- [About this exercise]:
After locating the line that contains "the white ferry" in the following entries, reproduce it and each later line exactly, including the last.

*** Record set ***

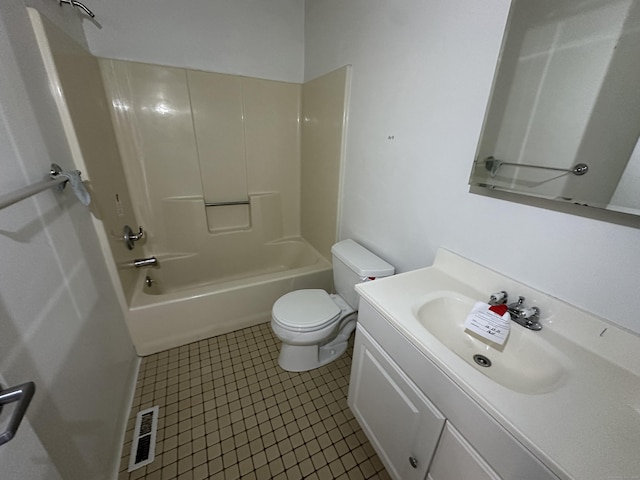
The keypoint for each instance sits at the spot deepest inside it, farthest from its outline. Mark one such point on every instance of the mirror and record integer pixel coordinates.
(563, 120)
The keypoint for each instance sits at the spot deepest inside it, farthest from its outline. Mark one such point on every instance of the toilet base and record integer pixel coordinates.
(302, 358)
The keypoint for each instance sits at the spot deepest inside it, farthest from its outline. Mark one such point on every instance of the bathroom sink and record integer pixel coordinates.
(525, 363)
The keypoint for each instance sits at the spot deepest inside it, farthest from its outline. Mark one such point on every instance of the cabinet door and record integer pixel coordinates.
(401, 423)
(456, 459)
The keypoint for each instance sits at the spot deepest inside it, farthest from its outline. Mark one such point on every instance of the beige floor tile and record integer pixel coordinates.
(228, 411)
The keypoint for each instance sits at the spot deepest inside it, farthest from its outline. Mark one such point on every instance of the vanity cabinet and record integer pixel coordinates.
(421, 424)
(456, 459)
(399, 420)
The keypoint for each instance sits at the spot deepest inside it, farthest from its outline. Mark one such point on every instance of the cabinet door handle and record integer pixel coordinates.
(21, 394)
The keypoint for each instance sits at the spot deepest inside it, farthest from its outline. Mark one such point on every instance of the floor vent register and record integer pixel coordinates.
(144, 438)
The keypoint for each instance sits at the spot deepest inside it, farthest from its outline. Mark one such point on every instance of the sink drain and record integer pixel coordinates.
(482, 360)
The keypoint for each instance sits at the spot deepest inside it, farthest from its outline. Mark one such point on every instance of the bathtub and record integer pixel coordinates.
(192, 297)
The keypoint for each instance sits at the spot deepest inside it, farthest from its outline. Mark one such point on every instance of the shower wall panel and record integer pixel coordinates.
(188, 138)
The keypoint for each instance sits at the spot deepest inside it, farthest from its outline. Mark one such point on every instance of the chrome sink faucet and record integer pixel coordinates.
(528, 317)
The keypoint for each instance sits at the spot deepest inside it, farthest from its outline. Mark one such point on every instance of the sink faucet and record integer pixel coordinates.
(528, 317)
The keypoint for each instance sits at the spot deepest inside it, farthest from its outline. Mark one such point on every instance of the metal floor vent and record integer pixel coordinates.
(144, 439)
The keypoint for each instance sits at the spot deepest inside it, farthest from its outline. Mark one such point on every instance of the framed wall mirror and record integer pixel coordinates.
(563, 121)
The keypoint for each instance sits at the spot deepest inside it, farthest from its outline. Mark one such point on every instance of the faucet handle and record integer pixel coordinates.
(498, 298)
(520, 302)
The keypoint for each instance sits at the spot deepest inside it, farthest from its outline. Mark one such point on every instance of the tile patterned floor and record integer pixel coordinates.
(227, 411)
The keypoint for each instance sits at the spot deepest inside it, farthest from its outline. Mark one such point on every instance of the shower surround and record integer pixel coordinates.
(214, 168)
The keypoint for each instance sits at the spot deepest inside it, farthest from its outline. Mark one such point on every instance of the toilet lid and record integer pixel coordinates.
(305, 310)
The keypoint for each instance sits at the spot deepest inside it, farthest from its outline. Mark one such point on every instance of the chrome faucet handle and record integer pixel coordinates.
(130, 237)
(519, 303)
(498, 298)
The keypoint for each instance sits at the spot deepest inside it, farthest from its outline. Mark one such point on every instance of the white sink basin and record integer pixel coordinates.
(525, 363)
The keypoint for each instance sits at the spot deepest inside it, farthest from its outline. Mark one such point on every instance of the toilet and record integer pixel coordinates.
(313, 325)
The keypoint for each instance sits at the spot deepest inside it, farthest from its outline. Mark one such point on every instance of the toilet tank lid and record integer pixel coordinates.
(361, 260)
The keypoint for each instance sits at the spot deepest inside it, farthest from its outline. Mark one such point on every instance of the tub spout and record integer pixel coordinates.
(145, 262)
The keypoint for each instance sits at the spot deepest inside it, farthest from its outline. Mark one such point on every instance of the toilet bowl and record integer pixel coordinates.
(313, 325)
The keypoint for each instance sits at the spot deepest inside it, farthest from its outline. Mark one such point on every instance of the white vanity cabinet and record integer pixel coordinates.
(456, 459)
(421, 424)
(401, 423)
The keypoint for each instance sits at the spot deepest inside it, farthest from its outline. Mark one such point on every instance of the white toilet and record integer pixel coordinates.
(315, 326)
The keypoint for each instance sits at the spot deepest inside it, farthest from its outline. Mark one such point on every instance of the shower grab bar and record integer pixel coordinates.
(80, 5)
(493, 165)
(26, 192)
(224, 204)
(21, 395)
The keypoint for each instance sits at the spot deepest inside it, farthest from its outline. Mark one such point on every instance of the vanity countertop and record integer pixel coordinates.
(588, 425)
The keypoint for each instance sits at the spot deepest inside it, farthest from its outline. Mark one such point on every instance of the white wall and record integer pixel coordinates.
(256, 38)
(422, 71)
(60, 323)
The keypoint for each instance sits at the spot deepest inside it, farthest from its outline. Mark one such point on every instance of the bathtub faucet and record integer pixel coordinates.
(145, 262)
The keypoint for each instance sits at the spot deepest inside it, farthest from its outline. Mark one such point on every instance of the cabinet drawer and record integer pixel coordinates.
(399, 420)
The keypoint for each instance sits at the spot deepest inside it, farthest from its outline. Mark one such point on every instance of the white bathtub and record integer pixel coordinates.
(194, 296)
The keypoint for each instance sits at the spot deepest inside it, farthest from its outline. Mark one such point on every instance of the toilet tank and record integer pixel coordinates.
(353, 264)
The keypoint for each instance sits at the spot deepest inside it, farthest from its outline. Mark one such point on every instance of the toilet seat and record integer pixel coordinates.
(305, 310)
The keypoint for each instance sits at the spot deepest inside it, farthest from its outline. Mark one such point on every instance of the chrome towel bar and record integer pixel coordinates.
(493, 165)
(224, 204)
(25, 192)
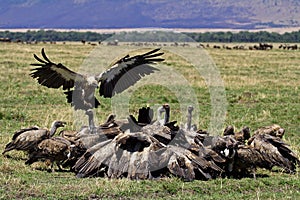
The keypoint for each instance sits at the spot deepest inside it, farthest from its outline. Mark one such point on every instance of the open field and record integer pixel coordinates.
(182, 30)
(262, 88)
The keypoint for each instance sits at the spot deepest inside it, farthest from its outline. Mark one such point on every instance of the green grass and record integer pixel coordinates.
(262, 88)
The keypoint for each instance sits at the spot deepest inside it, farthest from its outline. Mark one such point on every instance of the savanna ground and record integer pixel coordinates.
(262, 88)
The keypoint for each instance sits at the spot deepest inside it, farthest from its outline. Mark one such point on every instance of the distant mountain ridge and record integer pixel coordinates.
(146, 13)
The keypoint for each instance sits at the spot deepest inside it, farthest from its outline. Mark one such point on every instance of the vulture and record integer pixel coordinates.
(261, 151)
(141, 156)
(27, 139)
(189, 126)
(54, 150)
(240, 136)
(80, 89)
(274, 130)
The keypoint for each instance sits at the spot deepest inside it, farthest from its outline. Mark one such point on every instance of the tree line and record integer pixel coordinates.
(159, 36)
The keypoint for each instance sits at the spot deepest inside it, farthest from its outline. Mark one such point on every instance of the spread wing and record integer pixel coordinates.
(53, 75)
(127, 71)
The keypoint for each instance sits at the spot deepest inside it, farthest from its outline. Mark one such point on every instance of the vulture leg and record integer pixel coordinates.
(90, 115)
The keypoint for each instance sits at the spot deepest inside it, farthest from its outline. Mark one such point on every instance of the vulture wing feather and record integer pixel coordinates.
(54, 75)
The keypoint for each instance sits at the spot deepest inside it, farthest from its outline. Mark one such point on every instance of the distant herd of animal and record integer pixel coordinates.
(259, 46)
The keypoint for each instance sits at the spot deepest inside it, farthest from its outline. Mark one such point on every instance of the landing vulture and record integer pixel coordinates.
(80, 89)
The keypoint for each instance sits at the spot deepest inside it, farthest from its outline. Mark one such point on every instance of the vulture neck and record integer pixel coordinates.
(160, 111)
(90, 115)
(189, 118)
(167, 115)
(53, 129)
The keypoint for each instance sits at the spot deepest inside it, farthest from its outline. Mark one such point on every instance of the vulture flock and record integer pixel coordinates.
(143, 147)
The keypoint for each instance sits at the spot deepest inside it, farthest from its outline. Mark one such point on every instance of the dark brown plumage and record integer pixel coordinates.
(141, 156)
(55, 150)
(262, 151)
(27, 139)
(274, 130)
(81, 88)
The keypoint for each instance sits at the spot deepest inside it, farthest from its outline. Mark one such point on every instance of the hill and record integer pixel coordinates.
(143, 13)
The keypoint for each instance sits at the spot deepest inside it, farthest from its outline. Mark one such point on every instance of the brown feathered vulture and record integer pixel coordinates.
(27, 139)
(80, 89)
(55, 150)
(141, 156)
(262, 151)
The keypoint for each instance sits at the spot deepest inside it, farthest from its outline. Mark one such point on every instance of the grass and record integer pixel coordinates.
(261, 87)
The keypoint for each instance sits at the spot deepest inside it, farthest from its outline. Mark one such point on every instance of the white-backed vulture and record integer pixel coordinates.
(274, 130)
(27, 139)
(262, 151)
(240, 136)
(81, 88)
(141, 156)
(55, 149)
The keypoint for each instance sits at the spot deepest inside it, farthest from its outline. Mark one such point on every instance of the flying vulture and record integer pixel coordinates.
(80, 89)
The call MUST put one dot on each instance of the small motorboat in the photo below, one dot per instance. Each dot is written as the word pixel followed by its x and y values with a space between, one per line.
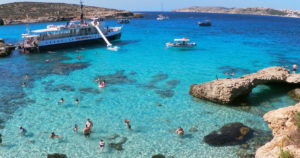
pixel 181 43
pixel 123 21
pixel 206 23
pixel 162 17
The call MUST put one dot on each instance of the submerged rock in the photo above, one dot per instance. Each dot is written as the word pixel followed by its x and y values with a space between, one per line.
pixel 165 93
pixel 295 93
pixel 225 91
pixel 56 155
pixel 118 146
pixel 229 134
pixel 117 78
pixel 158 156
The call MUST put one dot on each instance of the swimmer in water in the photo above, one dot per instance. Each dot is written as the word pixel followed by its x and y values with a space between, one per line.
pixel 61 100
pixel 101 84
pixel 127 122
pixel 22 130
pixel 76 101
pixel 75 129
pixel 53 135
pixel 89 124
pixel 87 131
pixel 101 144
pixel 180 131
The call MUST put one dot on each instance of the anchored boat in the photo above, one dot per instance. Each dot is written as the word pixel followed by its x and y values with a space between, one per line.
pixel 73 33
pixel 181 43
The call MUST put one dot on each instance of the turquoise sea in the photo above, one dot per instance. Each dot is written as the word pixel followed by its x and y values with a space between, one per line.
pixel 146 83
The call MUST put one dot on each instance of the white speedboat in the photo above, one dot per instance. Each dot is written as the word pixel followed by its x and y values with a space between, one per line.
pixel 181 43
pixel 162 17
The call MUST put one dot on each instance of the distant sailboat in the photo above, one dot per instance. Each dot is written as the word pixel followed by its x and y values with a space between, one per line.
pixel 161 16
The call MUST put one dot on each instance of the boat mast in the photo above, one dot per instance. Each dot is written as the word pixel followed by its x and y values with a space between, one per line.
pixel 81 15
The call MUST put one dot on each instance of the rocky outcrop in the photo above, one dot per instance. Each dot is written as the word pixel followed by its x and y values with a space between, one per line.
pixel 225 91
pixel 230 134
pixel 286 133
pixel 295 93
pixel 34 12
pixel 255 11
pixel 5 49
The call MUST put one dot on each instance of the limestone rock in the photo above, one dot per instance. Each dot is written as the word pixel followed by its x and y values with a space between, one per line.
pixel 286 134
pixel 230 134
pixel 295 93
pixel 225 91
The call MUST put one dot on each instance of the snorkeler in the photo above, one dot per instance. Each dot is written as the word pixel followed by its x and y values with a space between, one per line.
pixel 22 130
pixel 101 144
pixel 75 129
pixel 89 124
pixel 127 122
pixel 101 84
pixel 87 131
pixel 180 131
pixel 61 100
pixel 53 135
pixel 76 101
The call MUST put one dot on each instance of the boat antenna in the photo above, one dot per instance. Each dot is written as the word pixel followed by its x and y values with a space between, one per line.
pixel 81 15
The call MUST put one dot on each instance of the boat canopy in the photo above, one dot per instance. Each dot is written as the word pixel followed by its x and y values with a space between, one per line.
pixel 182 40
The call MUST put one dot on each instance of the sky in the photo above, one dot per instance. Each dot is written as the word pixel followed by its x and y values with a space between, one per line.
pixel 168 5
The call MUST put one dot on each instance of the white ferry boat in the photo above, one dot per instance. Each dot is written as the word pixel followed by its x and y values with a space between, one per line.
pixel 73 33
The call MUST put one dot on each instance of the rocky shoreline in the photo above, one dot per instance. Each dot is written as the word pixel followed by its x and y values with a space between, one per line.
pixel 36 12
pixel 251 11
pixel 225 91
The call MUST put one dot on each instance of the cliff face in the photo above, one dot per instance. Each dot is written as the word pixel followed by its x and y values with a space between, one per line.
pixel 32 12
pixel 285 132
pixel 256 11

*** End of Record set ***

- [Answer to this exercise]:
The call MUST put one dot on each instance of the white ferry boat in the photo above, one dot per instance. Each dot is written as the word pixel followed by its x and y values with a space between, one per line.
pixel 73 33
The call MUST put one dot on each instance of the rocky shoreline in the photo above, one dot per instance. Each dot is written as the word pixel followed by its x and y values with a space between, one per line.
pixel 36 12
pixel 251 11
pixel 225 91
The call MUST put one dot on each instance of the cliff face in the photo above, one dot per instance. Each dot is written as the word pixel followed by its x and y values with a space between, one per line.
pixel 32 12
pixel 285 132
pixel 256 11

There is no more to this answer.